Exercise directions:
Rename "bus floor" to "floor of the bus" in the material, starting at the line containing "bus you see." and ending at the line containing "[140,63,229,260]". Return only those lines, with everything else unchanged.

Material provided:
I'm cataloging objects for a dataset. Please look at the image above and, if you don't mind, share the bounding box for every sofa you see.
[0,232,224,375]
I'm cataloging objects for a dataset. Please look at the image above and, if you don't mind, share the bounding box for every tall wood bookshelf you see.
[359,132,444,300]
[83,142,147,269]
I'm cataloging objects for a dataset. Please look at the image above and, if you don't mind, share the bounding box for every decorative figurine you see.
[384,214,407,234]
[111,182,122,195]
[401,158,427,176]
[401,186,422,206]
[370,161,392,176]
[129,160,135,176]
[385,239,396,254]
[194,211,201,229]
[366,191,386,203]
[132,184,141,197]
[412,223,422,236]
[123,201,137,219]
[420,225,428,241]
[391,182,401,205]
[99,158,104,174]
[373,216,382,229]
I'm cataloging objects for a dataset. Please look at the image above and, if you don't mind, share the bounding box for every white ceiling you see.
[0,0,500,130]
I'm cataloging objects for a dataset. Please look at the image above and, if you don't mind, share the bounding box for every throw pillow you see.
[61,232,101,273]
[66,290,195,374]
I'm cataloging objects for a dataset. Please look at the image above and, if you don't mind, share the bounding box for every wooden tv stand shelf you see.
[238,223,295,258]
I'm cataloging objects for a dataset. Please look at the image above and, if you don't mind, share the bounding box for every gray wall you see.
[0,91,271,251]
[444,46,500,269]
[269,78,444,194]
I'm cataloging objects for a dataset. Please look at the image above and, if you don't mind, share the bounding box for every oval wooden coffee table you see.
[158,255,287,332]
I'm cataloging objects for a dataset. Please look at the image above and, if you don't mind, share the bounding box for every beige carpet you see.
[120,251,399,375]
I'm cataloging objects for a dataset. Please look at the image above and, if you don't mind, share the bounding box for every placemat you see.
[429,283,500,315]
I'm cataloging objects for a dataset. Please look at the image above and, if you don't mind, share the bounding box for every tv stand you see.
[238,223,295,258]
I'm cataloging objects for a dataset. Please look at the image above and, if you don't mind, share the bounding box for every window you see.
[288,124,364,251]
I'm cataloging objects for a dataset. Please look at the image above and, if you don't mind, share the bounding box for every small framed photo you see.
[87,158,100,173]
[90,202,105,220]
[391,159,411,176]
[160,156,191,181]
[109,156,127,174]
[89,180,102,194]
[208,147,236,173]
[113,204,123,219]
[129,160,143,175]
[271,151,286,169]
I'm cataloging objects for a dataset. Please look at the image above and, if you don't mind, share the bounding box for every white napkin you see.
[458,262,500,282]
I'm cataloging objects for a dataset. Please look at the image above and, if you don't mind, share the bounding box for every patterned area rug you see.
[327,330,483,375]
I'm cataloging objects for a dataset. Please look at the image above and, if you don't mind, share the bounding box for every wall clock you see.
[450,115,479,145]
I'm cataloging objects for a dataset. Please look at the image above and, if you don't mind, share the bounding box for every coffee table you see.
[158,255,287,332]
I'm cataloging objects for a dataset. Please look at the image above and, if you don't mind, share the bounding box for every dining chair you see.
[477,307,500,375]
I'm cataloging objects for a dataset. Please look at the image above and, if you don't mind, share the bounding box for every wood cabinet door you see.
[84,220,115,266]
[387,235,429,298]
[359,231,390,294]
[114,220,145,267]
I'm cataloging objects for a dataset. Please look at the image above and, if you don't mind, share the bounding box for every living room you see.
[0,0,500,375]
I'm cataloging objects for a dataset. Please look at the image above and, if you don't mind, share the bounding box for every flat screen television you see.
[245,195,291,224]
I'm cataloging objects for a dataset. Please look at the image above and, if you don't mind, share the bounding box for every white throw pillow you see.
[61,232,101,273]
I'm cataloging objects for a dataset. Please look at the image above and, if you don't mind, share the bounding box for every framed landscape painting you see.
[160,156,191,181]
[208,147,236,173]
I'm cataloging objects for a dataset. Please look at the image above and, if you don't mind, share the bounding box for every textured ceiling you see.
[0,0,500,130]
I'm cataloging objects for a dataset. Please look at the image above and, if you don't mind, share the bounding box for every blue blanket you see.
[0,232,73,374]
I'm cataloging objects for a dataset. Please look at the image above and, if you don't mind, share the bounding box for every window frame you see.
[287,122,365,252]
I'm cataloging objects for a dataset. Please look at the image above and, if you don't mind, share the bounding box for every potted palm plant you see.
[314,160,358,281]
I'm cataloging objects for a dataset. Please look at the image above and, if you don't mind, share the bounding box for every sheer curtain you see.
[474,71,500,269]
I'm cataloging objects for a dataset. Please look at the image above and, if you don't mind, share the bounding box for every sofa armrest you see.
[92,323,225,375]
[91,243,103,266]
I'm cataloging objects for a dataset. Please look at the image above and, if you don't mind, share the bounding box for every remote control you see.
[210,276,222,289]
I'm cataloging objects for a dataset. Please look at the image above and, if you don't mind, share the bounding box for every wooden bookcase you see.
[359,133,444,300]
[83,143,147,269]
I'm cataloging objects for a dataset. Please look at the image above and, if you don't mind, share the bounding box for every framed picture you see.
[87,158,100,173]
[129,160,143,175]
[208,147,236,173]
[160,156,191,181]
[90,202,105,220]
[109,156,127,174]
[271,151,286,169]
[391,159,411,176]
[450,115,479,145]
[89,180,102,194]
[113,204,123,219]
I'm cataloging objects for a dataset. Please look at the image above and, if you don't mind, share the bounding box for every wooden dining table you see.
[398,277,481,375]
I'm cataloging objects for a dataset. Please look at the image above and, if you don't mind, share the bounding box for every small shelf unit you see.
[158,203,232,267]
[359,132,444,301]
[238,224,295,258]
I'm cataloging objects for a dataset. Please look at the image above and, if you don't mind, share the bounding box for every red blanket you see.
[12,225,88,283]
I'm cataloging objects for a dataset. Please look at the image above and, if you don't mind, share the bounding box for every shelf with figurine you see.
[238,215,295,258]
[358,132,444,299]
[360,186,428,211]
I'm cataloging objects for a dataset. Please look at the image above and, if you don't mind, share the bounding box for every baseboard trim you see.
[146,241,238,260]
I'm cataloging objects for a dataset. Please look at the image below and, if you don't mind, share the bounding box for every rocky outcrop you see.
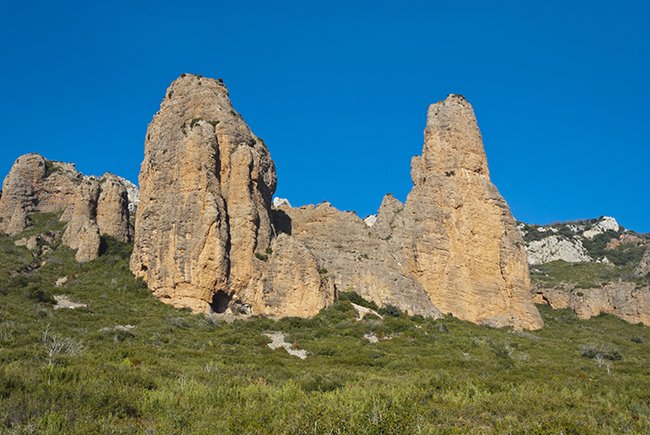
[131,83,542,329]
[115,175,140,216]
[131,74,333,315]
[0,154,139,249]
[582,216,619,239]
[0,154,81,235]
[274,203,442,318]
[517,216,624,265]
[96,173,133,242]
[62,179,101,263]
[535,282,650,325]
[526,235,591,265]
[263,234,334,317]
[634,246,650,278]
[382,95,543,329]
[62,173,133,263]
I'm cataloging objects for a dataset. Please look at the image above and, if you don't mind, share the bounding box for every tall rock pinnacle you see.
[388,95,543,329]
[131,74,333,315]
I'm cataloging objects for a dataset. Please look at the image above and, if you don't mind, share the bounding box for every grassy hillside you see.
[0,215,650,434]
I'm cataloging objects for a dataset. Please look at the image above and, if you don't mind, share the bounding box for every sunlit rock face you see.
[131,74,334,316]
[388,95,543,329]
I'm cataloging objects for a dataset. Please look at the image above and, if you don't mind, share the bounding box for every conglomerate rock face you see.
[96,173,133,243]
[275,203,442,318]
[534,282,650,325]
[131,82,542,329]
[62,179,101,263]
[0,154,133,263]
[131,74,333,315]
[390,95,543,329]
[0,154,82,235]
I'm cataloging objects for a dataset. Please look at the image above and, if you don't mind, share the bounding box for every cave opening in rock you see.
[210,290,230,313]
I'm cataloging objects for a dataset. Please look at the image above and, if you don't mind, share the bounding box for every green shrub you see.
[338,287,379,311]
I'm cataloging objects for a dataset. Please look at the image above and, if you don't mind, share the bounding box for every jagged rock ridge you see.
[519,216,650,323]
[131,74,334,316]
[131,80,542,329]
[0,154,133,262]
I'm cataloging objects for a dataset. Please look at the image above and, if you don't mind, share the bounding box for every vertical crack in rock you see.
[131,74,334,316]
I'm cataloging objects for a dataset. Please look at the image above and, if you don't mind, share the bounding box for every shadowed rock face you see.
[0,154,81,235]
[131,74,302,312]
[535,282,650,325]
[96,173,133,242]
[384,95,543,329]
[131,81,542,329]
[278,203,442,318]
[62,173,133,263]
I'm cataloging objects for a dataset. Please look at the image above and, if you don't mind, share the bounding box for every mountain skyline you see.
[0,1,650,233]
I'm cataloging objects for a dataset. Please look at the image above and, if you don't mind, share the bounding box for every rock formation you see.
[131,74,333,315]
[276,200,442,318]
[517,216,624,266]
[131,81,542,329]
[526,235,591,265]
[535,282,650,325]
[96,173,133,242]
[634,246,650,278]
[382,95,543,329]
[0,154,138,250]
[0,154,81,235]
[62,179,101,263]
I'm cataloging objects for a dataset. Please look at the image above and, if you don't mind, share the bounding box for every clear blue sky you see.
[0,0,650,232]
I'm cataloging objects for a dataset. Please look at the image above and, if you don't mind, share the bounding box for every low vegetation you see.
[0,215,650,434]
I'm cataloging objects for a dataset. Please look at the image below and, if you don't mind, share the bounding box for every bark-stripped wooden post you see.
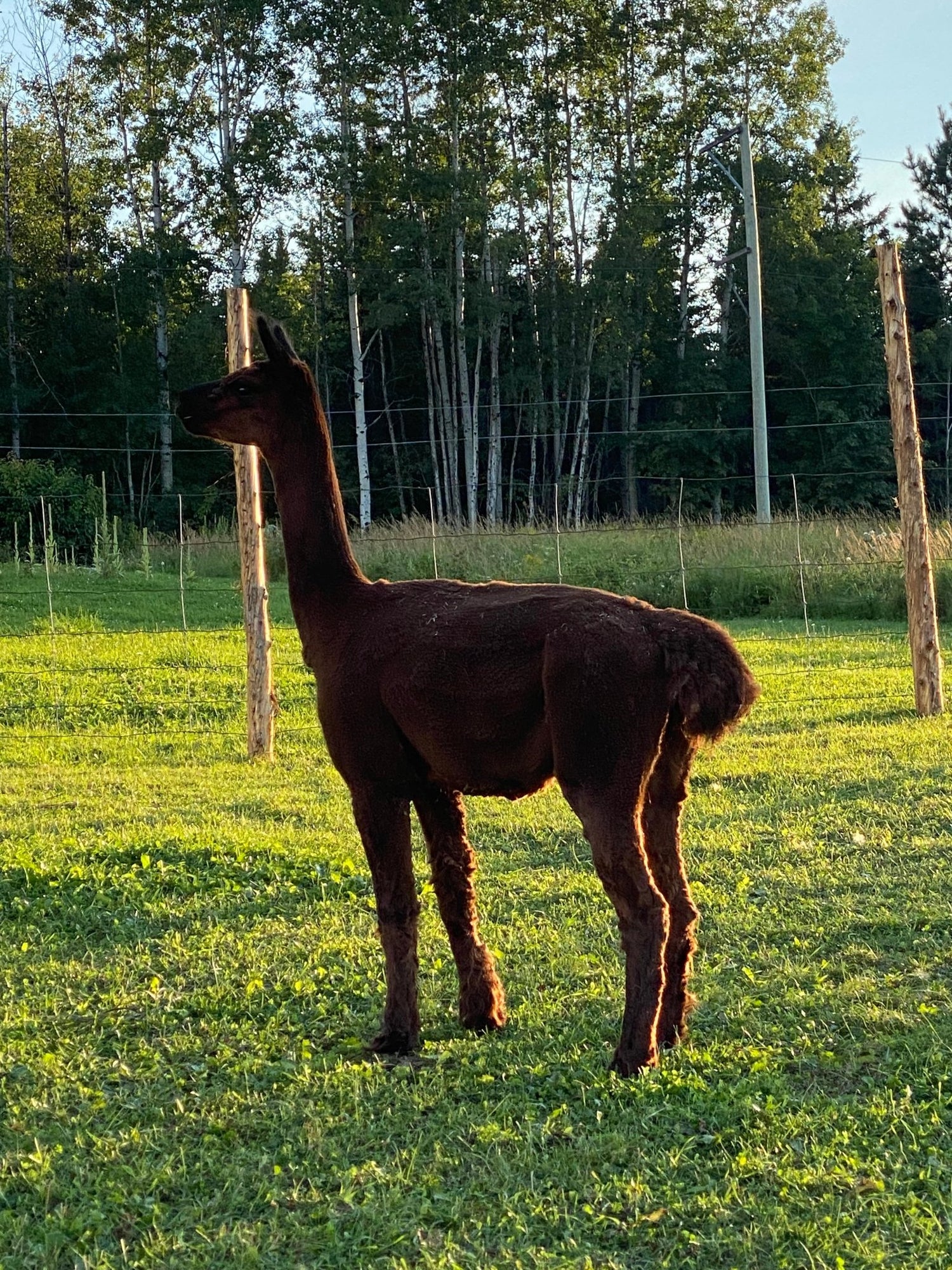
[876,243,943,715]
[226,287,275,759]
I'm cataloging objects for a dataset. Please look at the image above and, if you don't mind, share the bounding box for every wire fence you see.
[0,475,952,762]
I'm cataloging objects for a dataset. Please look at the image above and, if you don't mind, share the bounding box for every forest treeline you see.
[0,0,952,541]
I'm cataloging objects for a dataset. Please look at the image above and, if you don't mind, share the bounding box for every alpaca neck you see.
[268,386,367,648]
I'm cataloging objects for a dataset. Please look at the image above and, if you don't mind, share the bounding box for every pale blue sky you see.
[826,0,952,224]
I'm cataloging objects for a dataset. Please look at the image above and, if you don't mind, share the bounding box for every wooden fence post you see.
[876,243,944,715]
[226,287,275,759]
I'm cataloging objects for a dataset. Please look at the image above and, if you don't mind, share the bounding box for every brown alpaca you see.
[178,318,758,1074]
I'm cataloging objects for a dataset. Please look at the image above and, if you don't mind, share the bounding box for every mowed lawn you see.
[0,616,952,1270]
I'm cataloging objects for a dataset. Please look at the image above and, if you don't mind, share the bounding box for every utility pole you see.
[701,119,770,525]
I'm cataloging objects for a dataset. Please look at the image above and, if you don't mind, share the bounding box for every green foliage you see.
[0,458,98,558]
[0,615,952,1270]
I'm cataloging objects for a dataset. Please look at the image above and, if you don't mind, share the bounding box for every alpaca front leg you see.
[352,789,420,1054]
[414,786,506,1031]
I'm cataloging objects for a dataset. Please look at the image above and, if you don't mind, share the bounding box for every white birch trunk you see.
[486,245,503,525]
[340,81,371,530]
[3,100,20,458]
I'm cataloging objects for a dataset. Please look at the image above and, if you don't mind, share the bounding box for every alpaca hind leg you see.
[352,789,420,1054]
[562,786,668,1076]
[641,720,701,1046]
[414,787,506,1031]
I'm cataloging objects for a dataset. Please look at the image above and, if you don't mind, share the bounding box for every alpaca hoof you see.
[658,1019,688,1049]
[459,1002,506,1036]
[609,1050,658,1076]
[369,1027,419,1054]
[459,974,506,1033]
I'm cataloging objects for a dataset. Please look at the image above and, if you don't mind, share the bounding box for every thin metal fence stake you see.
[39,495,56,635]
[555,481,562,587]
[678,476,688,608]
[179,494,194,723]
[426,485,439,578]
[790,472,810,639]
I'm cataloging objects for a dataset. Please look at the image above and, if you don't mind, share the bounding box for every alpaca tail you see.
[656,610,760,740]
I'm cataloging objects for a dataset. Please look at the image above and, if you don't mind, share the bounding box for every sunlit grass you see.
[0,606,952,1270]
[0,517,952,631]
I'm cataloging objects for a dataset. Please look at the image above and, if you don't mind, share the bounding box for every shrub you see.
[0,458,100,559]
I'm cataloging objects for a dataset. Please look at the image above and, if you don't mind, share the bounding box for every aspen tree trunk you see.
[567,312,595,528]
[451,109,479,528]
[677,44,694,368]
[420,304,446,521]
[623,358,641,521]
[0,100,20,458]
[380,333,406,517]
[503,84,545,480]
[113,283,136,521]
[340,75,371,530]
[506,392,522,525]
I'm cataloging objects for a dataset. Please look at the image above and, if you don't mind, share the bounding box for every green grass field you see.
[0,569,952,1270]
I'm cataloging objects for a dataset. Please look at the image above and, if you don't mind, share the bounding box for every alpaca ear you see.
[256,314,297,362]
[273,321,297,362]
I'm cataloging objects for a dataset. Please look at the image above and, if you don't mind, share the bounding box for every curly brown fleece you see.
[178,318,758,1074]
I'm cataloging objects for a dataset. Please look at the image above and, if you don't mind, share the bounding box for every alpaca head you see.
[175,314,315,458]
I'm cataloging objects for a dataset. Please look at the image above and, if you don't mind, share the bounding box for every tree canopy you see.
[0,0,952,536]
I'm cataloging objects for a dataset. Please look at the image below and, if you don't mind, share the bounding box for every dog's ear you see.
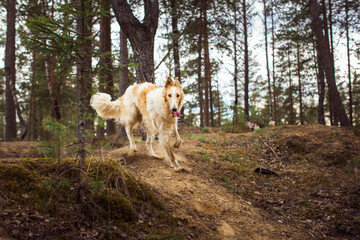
[164,76,173,88]
[174,77,182,88]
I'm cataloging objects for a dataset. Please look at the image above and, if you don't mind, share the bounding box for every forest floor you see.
[0,125,360,240]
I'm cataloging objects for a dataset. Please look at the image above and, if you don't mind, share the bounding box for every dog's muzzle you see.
[171,110,180,117]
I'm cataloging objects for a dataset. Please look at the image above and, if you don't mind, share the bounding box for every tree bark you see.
[296,43,304,125]
[271,1,277,124]
[197,8,204,127]
[42,1,61,120]
[309,0,351,126]
[98,0,116,137]
[345,0,353,125]
[288,48,295,124]
[119,30,129,138]
[5,0,16,141]
[200,3,211,127]
[314,43,325,125]
[111,0,159,83]
[232,1,239,126]
[170,0,185,125]
[5,0,28,140]
[263,0,274,121]
[76,0,92,202]
[77,0,94,132]
[242,0,249,121]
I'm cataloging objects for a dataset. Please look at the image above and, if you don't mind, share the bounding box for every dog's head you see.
[164,77,184,117]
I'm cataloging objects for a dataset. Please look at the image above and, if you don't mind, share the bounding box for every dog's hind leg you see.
[146,131,159,158]
[125,124,136,152]
[159,133,180,169]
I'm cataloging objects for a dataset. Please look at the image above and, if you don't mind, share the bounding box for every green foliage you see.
[38,117,66,161]
[43,117,66,138]
[201,127,210,133]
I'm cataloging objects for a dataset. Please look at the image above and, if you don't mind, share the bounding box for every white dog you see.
[90,77,184,168]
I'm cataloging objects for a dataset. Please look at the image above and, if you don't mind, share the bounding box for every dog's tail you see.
[90,93,122,119]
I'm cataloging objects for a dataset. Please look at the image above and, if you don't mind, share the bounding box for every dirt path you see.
[109,142,310,240]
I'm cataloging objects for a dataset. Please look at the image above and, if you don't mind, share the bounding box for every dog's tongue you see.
[171,111,180,117]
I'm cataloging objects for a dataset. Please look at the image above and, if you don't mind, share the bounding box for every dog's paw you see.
[150,153,160,159]
[174,140,181,148]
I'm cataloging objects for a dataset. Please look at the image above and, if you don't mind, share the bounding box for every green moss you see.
[94,188,136,222]
[0,164,38,198]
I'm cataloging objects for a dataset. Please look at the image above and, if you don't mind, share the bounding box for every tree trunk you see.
[216,80,221,127]
[5,0,16,141]
[233,1,239,126]
[263,0,274,121]
[288,51,295,124]
[5,0,28,140]
[28,50,37,141]
[309,0,351,126]
[45,55,61,120]
[98,0,116,137]
[76,0,91,202]
[242,0,249,121]
[200,4,211,126]
[170,0,185,125]
[271,1,277,124]
[111,0,159,83]
[42,1,61,120]
[345,0,353,125]
[119,27,129,138]
[77,0,94,132]
[197,8,204,127]
[296,43,304,125]
[314,43,325,125]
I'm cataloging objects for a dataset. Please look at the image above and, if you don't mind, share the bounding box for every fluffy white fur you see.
[90,77,184,168]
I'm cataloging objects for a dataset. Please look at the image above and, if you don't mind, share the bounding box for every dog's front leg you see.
[174,124,182,148]
[159,132,180,169]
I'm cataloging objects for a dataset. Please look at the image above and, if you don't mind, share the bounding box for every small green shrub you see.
[201,127,210,133]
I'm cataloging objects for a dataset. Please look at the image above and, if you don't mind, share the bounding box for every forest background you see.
[0,0,360,141]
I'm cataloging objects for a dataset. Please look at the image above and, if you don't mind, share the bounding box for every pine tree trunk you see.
[170,0,185,125]
[309,0,351,126]
[263,0,274,121]
[98,0,116,137]
[288,51,295,124]
[242,0,249,121]
[5,0,16,141]
[111,0,159,83]
[271,1,277,124]
[45,55,61,120]
[345,0,353,125]
[28,50,37,141]
[216,80,221,127]
[233,2,239,126]
[119,30,129,138]
[76,0,91,202]
[77,0,94,132]
[197,7,204,128]
[314,43,325,125]
[296,43,304,125]
[201,4,211,126]
[5,0,28,140]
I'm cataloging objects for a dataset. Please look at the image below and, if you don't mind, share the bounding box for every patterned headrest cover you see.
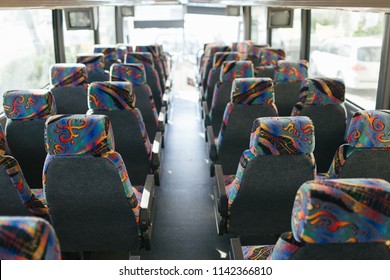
[3,89,57,120]
[110,63,146,86]
[291,179,390,243]
[347,110,390,148]
[213,52,240,68]
[45,115,115,156]
[0,217,61,260]
[299,78,345,105]
[125,52,154,67]
[0,125,6,156]
[275,60,309,82]
[93,45,118,62]
[230,78,274,106]
[260,48,286,66]
[76,53,104,72]
[88,82,135,110]
[249,116,315,156]
[220,61,255,82]
[50,63,88,87]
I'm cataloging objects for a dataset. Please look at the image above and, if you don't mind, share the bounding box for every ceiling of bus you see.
[0,0,390,12]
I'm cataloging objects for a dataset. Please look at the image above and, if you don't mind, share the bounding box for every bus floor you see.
[140,63,229,260]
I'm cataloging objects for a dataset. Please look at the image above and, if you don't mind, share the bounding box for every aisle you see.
[141,60,229,260]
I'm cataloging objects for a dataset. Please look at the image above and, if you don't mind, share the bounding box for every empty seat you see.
[204,52,239,108]
[3,89,56,188]
[125,52,162,113]
[209,78,278,174]
[88,82,159,185]
[216,117,316,245]
[0,216,61,260]
[209,61,254,135]
[255,48,286,79]
[110,63,159,141]
[327,110,390,179]
[0,125,50,220]
[93,45,120,70]
[43,115,154,252]
[237,179,390,260]
[50,63,88,114]
[76,53,109,83]
[292,78,347,173]
[274,60,310,116]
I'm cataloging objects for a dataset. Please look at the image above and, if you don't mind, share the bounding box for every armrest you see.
[158,106,166,133]
[206,126,218,162]
[230,238,244,260]
[202,101,211,127]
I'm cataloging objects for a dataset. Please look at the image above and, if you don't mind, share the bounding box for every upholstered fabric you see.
[291,179,390,243]
[45,115,115,155]
[88,82,135,110]
[260,48,286,66]
[230,78,274,106]
[125,52,154,68]
[347,110,390,148]
[76,53,104,72]
[50,63,88,88]
[241,245,274,260]
[250,117,315,155]
[0,217,61,260]
[220,61,254,82]
[274,60,309,82]
[3,89,57,120]
[110,63,146,86]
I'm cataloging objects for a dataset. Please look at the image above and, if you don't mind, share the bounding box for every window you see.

Result of the exercise:
I'm cataloging objects for a dataset. Please look at the image above and, if you don't mind, share the bounding box for every ceiling of bus you see.
[0,0,390,12]
I'm cataloging objects for a dataset. Please look at the image above and, if you don't mind, share the bounding box for every floor of the bus you see.
[140,63,229,260]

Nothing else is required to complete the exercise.